Copy every line of the records below word for word, leaving out the pictures.

**Records for processing**
......

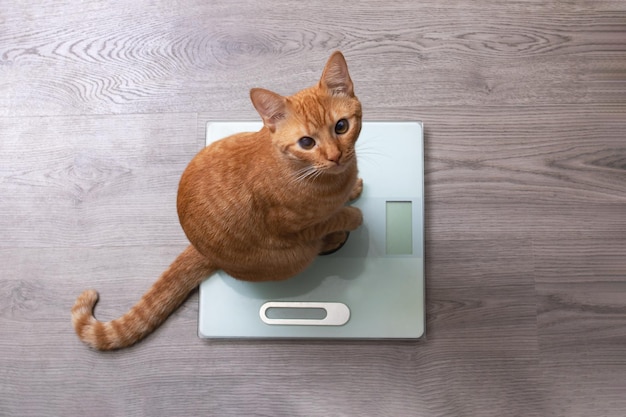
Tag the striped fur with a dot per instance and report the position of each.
(259, 206)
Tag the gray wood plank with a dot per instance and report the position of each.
(205, 57)
(98, 180)
(582, 323)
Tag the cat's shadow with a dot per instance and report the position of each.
(327, 276)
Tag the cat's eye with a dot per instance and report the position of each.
(341, 127)
(306, 142)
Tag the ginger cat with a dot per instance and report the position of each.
(260, 206)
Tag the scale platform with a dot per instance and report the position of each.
(372, 288)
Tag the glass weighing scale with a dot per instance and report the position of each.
(372, 288)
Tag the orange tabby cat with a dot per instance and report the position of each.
(260, 206)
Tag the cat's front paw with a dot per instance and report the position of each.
(357, 190)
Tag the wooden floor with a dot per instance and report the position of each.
(102, 105)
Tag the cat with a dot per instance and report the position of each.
(259, 206)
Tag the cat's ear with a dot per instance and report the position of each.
(335, 78)
(271, 106)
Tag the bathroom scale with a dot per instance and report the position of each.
(372, 288)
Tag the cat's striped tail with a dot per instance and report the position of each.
(165, 295)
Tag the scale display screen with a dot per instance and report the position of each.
(399, 233)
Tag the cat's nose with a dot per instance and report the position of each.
(334, 156)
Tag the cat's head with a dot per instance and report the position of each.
(316, 128)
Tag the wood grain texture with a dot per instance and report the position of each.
(156, 57)
(103, 104)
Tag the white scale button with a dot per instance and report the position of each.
(337, 314)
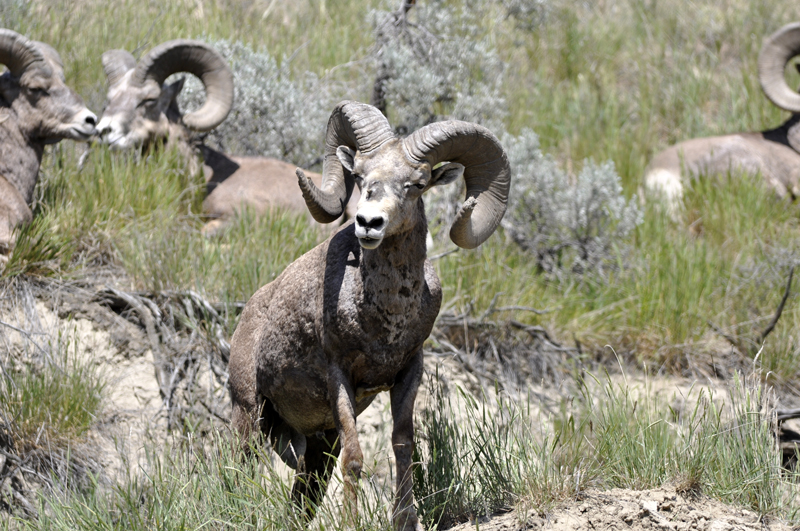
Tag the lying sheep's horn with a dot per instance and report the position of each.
(116, 63)
(201, 60)
(486, 172)
(355, 125)
(779, 48)
(17, 52)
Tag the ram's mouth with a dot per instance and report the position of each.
(369, 243)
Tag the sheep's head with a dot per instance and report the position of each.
(34, 86)
(140, 107)
(393, 173)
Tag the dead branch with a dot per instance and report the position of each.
(786, 414)
(750, 345)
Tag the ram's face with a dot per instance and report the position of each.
(135, 115)
(51, 110)
(390, 188)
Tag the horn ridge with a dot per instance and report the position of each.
(200, 59)
(487, 174)
(779, 48)
(358, 126)
(18, 52)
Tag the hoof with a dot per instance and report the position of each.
(213, 228)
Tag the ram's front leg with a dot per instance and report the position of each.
(344, 414)
(403, 395)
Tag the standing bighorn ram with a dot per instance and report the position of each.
(36, 108)
(775, 153)
(141, 110)
(347, 320)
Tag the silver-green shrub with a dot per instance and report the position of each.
(273, 114)
(572, 224)
(437, 63)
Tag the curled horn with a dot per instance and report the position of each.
(116, 63)
(355, 125)
(196, 58)
(778, 49)
(486, 172)
(18, 52)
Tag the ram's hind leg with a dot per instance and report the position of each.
(318, 462)
(403, 395)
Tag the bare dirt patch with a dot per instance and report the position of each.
(618, 509)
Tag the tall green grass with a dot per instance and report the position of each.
(610, 435)
(53, 406)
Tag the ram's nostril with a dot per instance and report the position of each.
(371, 223)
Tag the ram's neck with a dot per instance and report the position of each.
(20, 157)
(394, 274)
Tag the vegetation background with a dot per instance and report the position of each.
(583, 94)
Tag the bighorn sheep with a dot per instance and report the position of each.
(775, 153)
(347, 320)
(141, 110)
(36, 108)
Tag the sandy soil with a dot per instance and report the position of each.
(631, 510)
(135, 415)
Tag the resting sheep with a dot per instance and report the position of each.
(36, 108)
(142, 111)
(347, 320)
(775, 154)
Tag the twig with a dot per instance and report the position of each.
(26, 334)
(442, 255)
(719, 330)
(786, 414)
(779, 311)
(521, 309)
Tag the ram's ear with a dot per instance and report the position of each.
(446, 173)
(346, 156)
(169, 93)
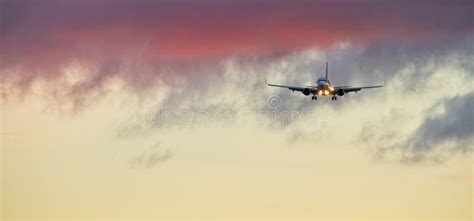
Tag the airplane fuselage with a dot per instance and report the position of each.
(324, 87)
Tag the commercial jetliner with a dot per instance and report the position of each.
(324, 88)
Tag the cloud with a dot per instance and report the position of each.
(151, 157)
(453, 126)
(446, 128)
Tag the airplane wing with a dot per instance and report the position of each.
(294, 88)
(348, 89)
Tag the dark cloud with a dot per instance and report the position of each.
(455, 126)
(448, 131)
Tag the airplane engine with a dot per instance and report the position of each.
(340, 92)
(306, 91)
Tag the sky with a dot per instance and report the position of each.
(121, 109)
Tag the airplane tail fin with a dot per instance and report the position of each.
(327, 73)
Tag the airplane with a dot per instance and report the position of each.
(324, 87)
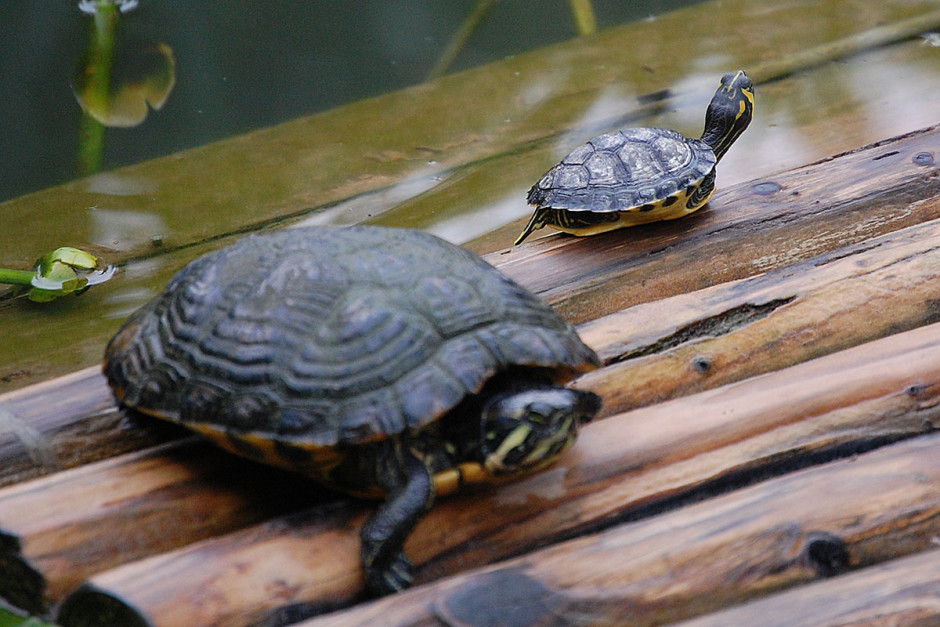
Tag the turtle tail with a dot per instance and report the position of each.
(537, 221)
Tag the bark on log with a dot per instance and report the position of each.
(900, 592)
(777, 534)
(747, 229)
(622, 468)
(841, 298)
(58, 530)
(66, 422)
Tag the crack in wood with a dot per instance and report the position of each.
(711, 327)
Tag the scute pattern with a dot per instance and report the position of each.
(322, 336)
(624, 170)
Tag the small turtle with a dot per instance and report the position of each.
(386, 363)
(641, 175)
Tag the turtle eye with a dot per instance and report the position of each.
(527, 431)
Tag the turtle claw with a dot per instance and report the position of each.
(397, 576)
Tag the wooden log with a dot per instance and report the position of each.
(748, 229)
(319, 160)
(66, 422)
(736, 330)
(627, 466)
(360, 160)
(58, 530)
(900, 592)
(774, 535)
(679, 345)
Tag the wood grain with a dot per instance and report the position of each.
(905, 591)
(746, 229)
(843, 296)
(717, 335)
(58, 530)
(629, 466)
(783, 532)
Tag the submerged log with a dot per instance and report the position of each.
(625, 467)
(842, 297)
(780, 533)
(58, 530)
(66, 422)
(900, 592)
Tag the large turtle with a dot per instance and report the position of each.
(641, 175)
(383, 362)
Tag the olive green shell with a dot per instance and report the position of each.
(624, 170)
(322, 336)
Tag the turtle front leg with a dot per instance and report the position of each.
(410, 496)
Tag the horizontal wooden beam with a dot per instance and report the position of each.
(625, 467)
(905, 591)
(746, 229)
(783, 532)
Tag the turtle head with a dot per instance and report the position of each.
(729, 112)
(526, 430)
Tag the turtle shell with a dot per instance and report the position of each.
(623, 170)
(319, 337)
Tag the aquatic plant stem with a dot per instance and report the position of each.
(584, 20)
(98, 70)
(16, 277)
(459, 40)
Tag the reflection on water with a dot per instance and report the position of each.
(454, 156)
(142, 72)
(122, 229)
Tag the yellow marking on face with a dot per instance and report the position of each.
(514, 439)
(452, 479)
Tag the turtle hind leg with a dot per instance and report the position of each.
(386, 567)
(538, 220)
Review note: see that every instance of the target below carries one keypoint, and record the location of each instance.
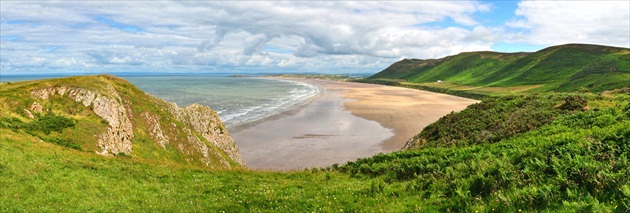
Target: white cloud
(557, 22)
(328, 36)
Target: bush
(573, 103)
(50, 123)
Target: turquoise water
(238, 101)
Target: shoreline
(345, 122)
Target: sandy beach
(347, 121)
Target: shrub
(573, 103)
(50, 123)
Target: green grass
(565, 68)
(551, 152)
(577, 162)
(66, 122)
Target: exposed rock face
(36, 107)
(120, 133)
(207, 123)
(186, 129)
(155, 131)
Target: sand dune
(348, 121)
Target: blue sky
(285, 36)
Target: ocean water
(238, 101)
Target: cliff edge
(109, 116)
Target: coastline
(345, 122)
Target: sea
(237, 100)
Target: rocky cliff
(114, 118)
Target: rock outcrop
(120, 132)
(204, 121)
(135, 119)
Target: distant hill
(516, 153)
(564, 68)
(111, 117)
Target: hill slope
(564, 68)
(499, 155)
(109, 116)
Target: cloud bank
(283, 36)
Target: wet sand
(347, 121)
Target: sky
(287, 36)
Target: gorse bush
(576, 162)
(495, 119)
(51, 123)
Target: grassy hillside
(565, 68)
(63, 119)
(545, 152)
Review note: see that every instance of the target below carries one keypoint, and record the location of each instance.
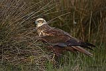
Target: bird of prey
(60, 41)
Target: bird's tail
(80, 49)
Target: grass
(83, 19)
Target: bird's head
(40, 21)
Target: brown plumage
(59, 40)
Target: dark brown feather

......

**Result for this exercise**
Tag the striped fur with a dot per instance and report the position of each.
(259, 206)
Tag the gray wood plank with a dot per instance and report the position of each.
(205, 57)
(98, 180)
(582, 323)
Tag the cat's shadow with a dot per instance and report the position of each.
(327, 276)
Tag the cat's eye with a dot per instance and report the position of each.
(341, 127)
(306, 142)
Tag the ginger cat with a dot per instance and report the position of each.
(260, 206)
Tag the scale platform with a dot per instance and report the position of each.
(372, 288)
Tag the glass weighing scale with a dot per instance and report the position of each.
(372, 288)
Tag the orange tabby cat with a dot per instance and report the position of each.
(260, 206)
Tag the cat's front paw with a dot per instance and report the position of each.
(357, 190)
Tag the wooden floor with a dot per instance and report the position of each.
(102, 105)
Tag the cat with a dot per instance and report the position of each.
(259, 206)
Tag the cat's ear with a dot per instance and report the position of each.
(335, 78)
(271, 106)
Tag the bathroom scale with a dot per instance and report the position of each.
(372, 288)
Tag the cat's striped tail with a dot per instance and report the position of each.
(165, 295)
Tag the scale display screen with a dot per instance and report the position of each.
(399, 233)
Tag the cat's nose with a dot per instance and report the position of each.
(334, 156)
Tag the cat's head with a dot per instance and report the position of each.
(316, 128)
Tag the wood grain texture with a dot per instance and report the position of each.
(156, 57)
(103, 104)
Tag the white scale button with a dot per instance and report the position of each.
(337, 314)
Tag the lying sheep's horn with a dot per instance and report the position of each.
(116, 63)
(201, 60)
(486, 172)
(355, 125)
(779, 48)
(17, 52)
Tag the ram's mouth with a dot per instance and report the position of each.
(369, 243)
Tag the sheep's head with a dot per instance and report the position of each.
(34, 86)
(140, 107)
(393, 173)
Tag the dead branch with a dot per instance and report the position of each.
(786, 414)
(750, 345)
Tag the ram's face with a dot per instance and report the position of each.
(135, 115)
(51, 110)
(390, 188)
Tag the horn ridge with a dot per instance and report the position of each.
(200, 59)
(487, 174)
(779, 48)
(358, 126)
(18, 52)
Tag the hoof with a dot per instance and report the position of each.
(213, 228)
Tag the ram's front leg with a dot per instance and report the position of each.
(344, 414)
(403, 395)
Tag the standing bighorn ram with a dot per instance and report the position of each.
(36, 108)
(775, 153)
(141, 110)
(347, 320)
Tag the silver-green shrub with a dot per instance and report the position of each.
(273, 114)
(572, 224)
(437, 63)
Tag the curled horn with a dot per instance and report the position of each.
(116, 63)
(355, 125)
(196, 58)
(778, 49)
(486, 172)
(18, 52)
Tag the ram's hind leg with a dot per instance and report the position of each.
(318, 462)
(403, 395)
Tag the bare dirt patch with a dot per instance and report the position of each.
(618, 509)
Tag the tall green grass with a dot per instance and report the position of each.
(610, 435)
(53, 406)
Tag the ram's nostril with a dot per instance and report the position of each.
(371, 223)
Tag the ram's neck with a dot per instance and report the position of each.
(20, 157)
(394, 274)
Tag the vegetation background with a dot per instance and report the position of each.
(583, 94)
Tag the bighorn sheep with a dot per instance and report the position of each.
(775, 153)
(347, 320)
(141, 110)
(36, 108)
Tag the sandy soil with a dot per instance and report the position of each.
(631, 510)
(135, 415)
Tag the resting sheep with a dot per instance and report the position of each.
(36, 108)
(142, 111)
(347, 320)
(775, 154)
Tag the twig with a dot per instance and report the position of each.
(26, 334)
(442, 255)
(719, 330)
(786, 414)
(779, 311)
(521, 309)
Tag the ram's ear with a dot per instance and report the position of each.
(446, 173)
(346, 156)
(169, 93)
Tag the airplane fuselage with a dot per instance and report the position of each.
(324, 87)
Tag the commercial jetliner with a dot per instance and report the position of each.
(324, 88)
Tag the cloud with a dot per instance and report the position of each.
(151, 157)
(453, 126)
(446, 128)
Tag the airplane wing with a dot per instance and report the position of each.
(294, 88)
(348, 89)
Tag the dark cloud with a dot per instance and report the position of each.
(455, 126)
(448, 131)
Tag the airplane engine with a dot per instance and report the position of each.
(340, 92)
(306, 91)
Tag the sky with a dot per instance and report the position of each.
(121, 109)
Tag the airplane tail fin with a dot per instance and report the position of each.
(327, 73)
Tag the airplane with a dot per instance and report the position of each.
(324, 87)
Tag the turtle tail with a dot per instance and report the position of each.
(537, 221)
Tag the bark on log with a dot per instance and report the position of each.
(900, 592)
(777, 534)
(747, 229)
(622, 468)
(841, 298)
(58, 530)
(66, 422)
Tag the crack in wood with a dot per instance and report the position of each.
(711, 327)
Tag the scute pattern with a dot per instance and report the position of each.
(322, 336)
(624, 170)
Tag the small turtle with a dot per instance and report the position of each.
(386, 363)
(641, 175)
Tag the turtle eye with a dot per instance and report the position of each.
(527, 431)
Tag the turtle claw with a dot per instance and report the position of each.
(397, 576)
Tag the wooden log with a dot per instance and report the position of each.
(748, 229)
(319, 160)
(66, 422)
(736, 330)
(627, 466)
(360, 160)
(58, 530)
(900, 592)
(774, 535)
(679, 345)
Tag the wood grain with a dot per instance and report the position of each.
(905, 591)
(746, 229)
(843, 296)
(717, 335)
(58, 530)
(629, 466)
(783, 532)
Tag the submerged log with a dot per instance and report the position of each.
(625, 467)
(842, 297)
(780, 533)
(58, 530)
(66, 422)
(900, 592)
Tag the large turtle with a dot per instance and report the position of each.
(641, 175)
(383, 362)
Tag the olive green shell with a dot per instance and report the position of each.
(624, 170)
(322, 336)
Tag the turtle front leg with a dot per instance and report the position of each.
(410, 496)
Tag the horizontal wooden beam with a dot per instance and report the position of each.
(625, 467)
(905, 591)
(746, 229)
(783, 532)
Tag the turtle head with a dot per instance and report the position of each.
(729, 112)
(526, 430)
Tag the turtle shell with a dot per instance and report the position of each.
(623, 170)
(319, 337)
Tag the aquatic plant stem with a dot per instance and report the position of each.
(584, 20)
(98, 70)
(16, 277)
(459, 40)
Tag the reflection on water with a dot per instance and report the position of each.
(454, 156)
(142, 72)
(122, 229)
Tag the yellow marking on face with a dot per instance and report the position of each.
(514, 439)
(452, 479)
Tag the turtle hind leg with a dot per instance and report the position of each.
(386, 567)
(538, 220)
Review note: see that every instance of the target below carries one keypoint, and record the location of each instance.
Target: white cloud
(557, 22)
(328, 36)
Target: bush
(573, 103)
(50, 123)
Target: turquoise water
(238, 101)
Target: shoreline
(345, 122)
Target: sandy beach
(347, 121)
Target: shrub
(573, 103)
(50, 123)
Target: green grass
(565, 68)
(551, 152)
(577, 162)
(66, 122)
Target: exposed rock face
(36, 107)
(120, 133)
(207, 123)
(186, 129)
(155, 131)
Target: sand dune
(348, 121)
Target: blue sky
(285, 36)
Target: ocean water
(238, 101)
Target: cliff edge
(109, 116)
Target: coastline
(345, 122)
Target: sea
(237, 100)
Target: rocky cliff
(114, 118)
Target: rock outcrop
(120, 132)
(204, 121)
(135, 119)
Target: distant hill
(516, 153)
(564, 68)
(111, 117)
Target: hill slope
(564, 68)
(499, 155)
(109, 116)
Target: cloud bank
(283, 36)
Target: wet sand
(347, 121)
Target: sky
(287, 36)
Target: gorse bush
(576, 162)
(495, 119)
(51, 123)
Target: grassy hillside
(565, 68)
(63, 119)
(545, 152)
Review note: see that every instance of the target below carries one keypoint, and record the location of each instance.
Target: bird of prey
(60, 41)
Target: bird's tail
(80, 49)
Target: grass
(83, 19)
Target: bird's head
(40, 21)
Target: brown plumage
(59, 40)
Target: dark brown feather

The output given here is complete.